[start of EXERCISE INPUT]

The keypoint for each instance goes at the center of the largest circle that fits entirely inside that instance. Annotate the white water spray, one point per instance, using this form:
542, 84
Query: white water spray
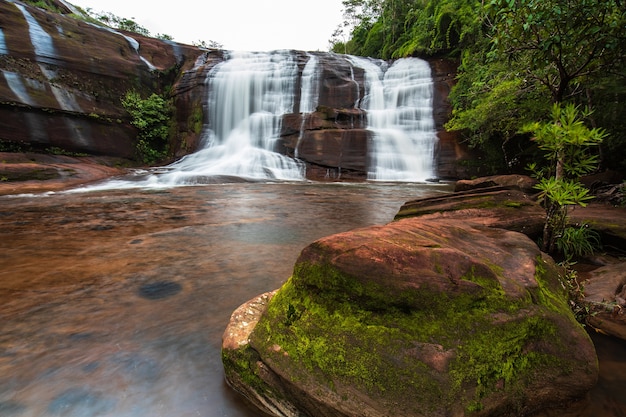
309, 94
3, 46
39, 38
398, 100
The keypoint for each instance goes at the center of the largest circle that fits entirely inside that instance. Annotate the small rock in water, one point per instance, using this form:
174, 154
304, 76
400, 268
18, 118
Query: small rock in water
159, 290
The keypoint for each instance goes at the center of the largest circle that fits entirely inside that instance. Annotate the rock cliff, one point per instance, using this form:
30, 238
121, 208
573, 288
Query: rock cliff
62, 80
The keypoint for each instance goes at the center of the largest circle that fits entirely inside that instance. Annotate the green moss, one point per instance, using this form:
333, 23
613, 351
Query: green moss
334, 328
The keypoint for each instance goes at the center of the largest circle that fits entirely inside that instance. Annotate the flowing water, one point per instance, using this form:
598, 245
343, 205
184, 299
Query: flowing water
113, 304
250, 92
398, 100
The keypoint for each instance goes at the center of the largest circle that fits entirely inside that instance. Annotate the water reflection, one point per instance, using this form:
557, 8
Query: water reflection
113, 304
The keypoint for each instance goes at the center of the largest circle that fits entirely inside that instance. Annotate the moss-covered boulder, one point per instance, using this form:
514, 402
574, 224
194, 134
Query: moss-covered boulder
415, 318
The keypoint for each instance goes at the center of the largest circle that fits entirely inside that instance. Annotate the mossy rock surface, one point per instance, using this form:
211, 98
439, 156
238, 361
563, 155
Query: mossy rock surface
417, 318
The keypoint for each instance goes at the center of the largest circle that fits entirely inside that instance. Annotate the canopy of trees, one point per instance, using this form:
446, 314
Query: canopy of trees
516, 59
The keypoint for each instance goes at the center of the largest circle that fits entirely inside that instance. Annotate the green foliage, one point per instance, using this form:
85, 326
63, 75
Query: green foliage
331, 327
578, 241
122, 23
151, 117
559, 42
44, 4
567, 143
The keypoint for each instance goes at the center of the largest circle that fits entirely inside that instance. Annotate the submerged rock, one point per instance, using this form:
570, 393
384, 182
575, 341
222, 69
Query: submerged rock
420, 317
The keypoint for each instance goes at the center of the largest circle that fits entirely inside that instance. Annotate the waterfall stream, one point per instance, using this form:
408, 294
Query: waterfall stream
398, 100
249, 93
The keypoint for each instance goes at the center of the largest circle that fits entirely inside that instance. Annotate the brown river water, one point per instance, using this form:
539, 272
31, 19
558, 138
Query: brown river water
113, 303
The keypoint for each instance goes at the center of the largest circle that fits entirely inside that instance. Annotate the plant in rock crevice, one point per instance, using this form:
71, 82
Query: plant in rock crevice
151, 117
569, 149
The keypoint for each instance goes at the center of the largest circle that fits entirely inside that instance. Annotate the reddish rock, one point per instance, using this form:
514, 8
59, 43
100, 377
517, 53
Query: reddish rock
520, 182
70, 95
605, 294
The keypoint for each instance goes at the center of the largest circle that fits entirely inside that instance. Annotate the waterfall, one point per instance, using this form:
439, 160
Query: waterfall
247, 96
39, 38
309, 93
398, 101
3, 46
249, 93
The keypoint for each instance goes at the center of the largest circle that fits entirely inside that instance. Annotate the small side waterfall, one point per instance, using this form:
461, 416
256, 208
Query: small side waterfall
39, 38
309, 93
248, 95
398, 100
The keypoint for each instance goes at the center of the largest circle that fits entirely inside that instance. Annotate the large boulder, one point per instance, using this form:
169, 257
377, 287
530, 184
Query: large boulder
420, 317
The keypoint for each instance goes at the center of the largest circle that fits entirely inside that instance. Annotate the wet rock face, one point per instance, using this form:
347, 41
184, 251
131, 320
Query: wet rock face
424, 316
62, 80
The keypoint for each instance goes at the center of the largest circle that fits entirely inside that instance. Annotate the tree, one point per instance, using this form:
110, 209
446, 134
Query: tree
560, 41
568, 145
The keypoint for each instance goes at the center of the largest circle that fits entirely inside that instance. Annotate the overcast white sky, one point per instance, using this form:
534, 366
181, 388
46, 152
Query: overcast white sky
249, 25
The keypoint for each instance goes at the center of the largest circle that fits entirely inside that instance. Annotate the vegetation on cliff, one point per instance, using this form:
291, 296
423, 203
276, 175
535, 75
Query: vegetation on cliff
517, 58
151, 117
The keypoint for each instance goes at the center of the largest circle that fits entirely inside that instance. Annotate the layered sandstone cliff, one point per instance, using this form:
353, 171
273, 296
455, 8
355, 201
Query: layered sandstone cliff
62, 80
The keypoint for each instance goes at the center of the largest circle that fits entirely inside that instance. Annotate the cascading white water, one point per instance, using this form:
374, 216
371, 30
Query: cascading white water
398, 101
248, 95
250, 92
39, 38
309, 93
3, 46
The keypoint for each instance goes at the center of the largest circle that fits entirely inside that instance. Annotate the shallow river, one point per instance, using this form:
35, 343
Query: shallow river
114, 303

[end of EXERCISE INPUT]

### WHAT THIS TASK INVOLVES
Please transcribe the material above exactly as written. Leave the pictures out.

### RESULT OF THIS TASK
The keypoint for each instance goes at the center of the largest circle that fits entirely inside that instance. Annotate the white water spray, one point per instance, using this form:
542, 84
Query: white water spray
309, 94
3, 46
39, 38
398, 100
The keypoint for each instance goes at the center of the largest circle that fits entirely inside that instance. Annotate the small rock in water, one point per instance, using this form:
174, 154
304, 76
400, 268
18, 118
Query: small rock in water
159, 290
The keypoint for each instance goes at the center of the largest circle that fits entirely inside that instance. Annotate the rock cliff, one point per instance, using this form:
30, 238
121, 208
573, 288
Query: rock cliff
62, 80
The keypoint for each instance goes at the center of the largest circle that fits entirely inside that instance. Annotate the green moss, one point per instance, using this form:
333, 23
613, 351
Query: green moss
334, 328
The keypoint for each instance goes at the center of the largest circle that fits entirely inside that instance. Annotate the flowing water, one point per instance, using this form:
598, 245
343, 205
184, 299
Query: flowing water
113, 304
250, 92
398, 100
The keypoint for each instance goes at the center of the largest circle that fits entirely inside that instance. Annotate the water reflection, one point per instance, using this form:
557, 8
Query: water reflection
113, 304
The keypoint for each instance goes at the center of the largest circle that fits entirely inside that instance. Annotate the moss-covered boulder, one point per instance, using this form:
514, 402
574, 224
194, 134
Query: moss-covered boulder
415, 318
The keypoint for each instance goes at the center of the largest circle that fits entirely inside that instance. Annotate the mossy rock surface, one point per instance, using this form:
211, 98
439, 156
238, 361
563, 155
Query: mossy rock surface
417, 318
The keypoint for each instance goes at the center of the largest circle that fits entirely inside that instance. Annotate the canopy of trees, one point per instance, using this form:
446, 314
Query: canopy of trees
516, 59
The keypoint for each instance goes at the center of the largest circle that fits entirely inside that instance. Annotate the green foliage, one point per instance, using this form:
85, 326
63, 75
Query: green foliage
331, 327
578, 241
122, 23
151, 117
559, 42
44, 4
567, 143
The keypoint for each instance goes at the center of the largest circle that fits entirely inside that instance. Annotate the submerged rock, one point per instance, using this form:
570, 393
384, 182
575, 341
222, 69
Query: submerged rock
420, 317
The keypoint for each instance goes at the center of the largest circle that fits entirely inside that instance. Annotate the waterfall stream, one point per instance, using this form:
408, 294
Query: waterfall stream
398, 100
249, 93
The keypoint for each instance goes at the center of the largest circle that fits entirely inside that instance. Annotate the brown river water, one point per instance, using this form:
539, 272
31, 19
558, 138
Query: brown river water
113, 303
The keypoint for each instance goes at the center of the largest circle that fits entirely inside that instance. Annotate the plant in rock crevice, one point per instance, using this form:
71, 82
Query: plant in rock crevice
151, 117
569, 149
The keypoint for each instance goes at the center of the largest circle that fits entirely inside that instance. Annotate the reddish rock, one point per instance, using this form:
514, 8
59, 43
100, 377
517, 53
Query: reddish rock
520, 182
70, 95
605, 294
The keypoint for each instance goes at the center of the largest circle that fits entirely inside that instance. Annotate the waterfall, one point per instance, using this form:
439, 160
Query: waterfall
247, 96
39, 38
309, 93
398, 101
3, 46
249, 93
The keypoint for each instance goes at the center of the largest circle that fits entirely inside that instance. Annotate the small side waterfall, one point per instance, using this form:
461, 416
256, 208
Query: small side waterfall
39, 38
309, 93
248, 95
398, 100
The keypoint for each instance goes at the center of the largest circle that fits entirely inside that instance. Annotate the large boulder, one point per instance, using this form:
169, 257
377, 287
530, 184
Query: large boulder
420, 317
The keypoint for each instance goes at the center of the largest circle that fits entirely inside that instance. Annotate the wet rock face, one point per instance, using this form:
347, 41
184, 251
131, 320
Query: wet rock face
424, 316
62, 80
The keypoint for each instance goes at the center of the largest circle that fits entirely inside that instance. Annotate the tree, one point per instance, using this form:
110, 209
446, 134
Query: tree
560, 41
568, 145
The keypoint for each instance goes at the center of the largest circle that fits entirely inside that instance. Annotate the overcast white sky, one point per instance, using this form:
534, 366
181, 388
46, 152
Query: overcast white sky
249, 25
The keypoint for each instance goes at the center of the largest circle that fits entirely inside that instance. Annotate the vegetation on cliff, one point per instance, using this form:
291, 296
423, 203
276, 175
535, 75
Query: vegetation on cliff
517, 58
151, 117
The keypoint for each instance goes at the center of the largest circle that fits entirely inside that instance. Annotate the layered sandstone cliff, one point per instance, using this form:
353, 171
273, 296
455, 8
355, 201
Query: layered sandstone cliff
62, 80
The keypoint for each instance goes at the center of the largest circle that fits entirely inside that instance. Annotate the cascading white water, one point per instance, using this form:
374, 216
371, 30
Query: cascading white water
398, 101
248, 95
250, 92
39, 38
309, 93
3, 46
The keypoint for each instance goes at the center of the largest circle that fits entirely inside that instance. Annotate the shallow river, one point per instance, using this form:
35, 343
Query: shallow river
114, 303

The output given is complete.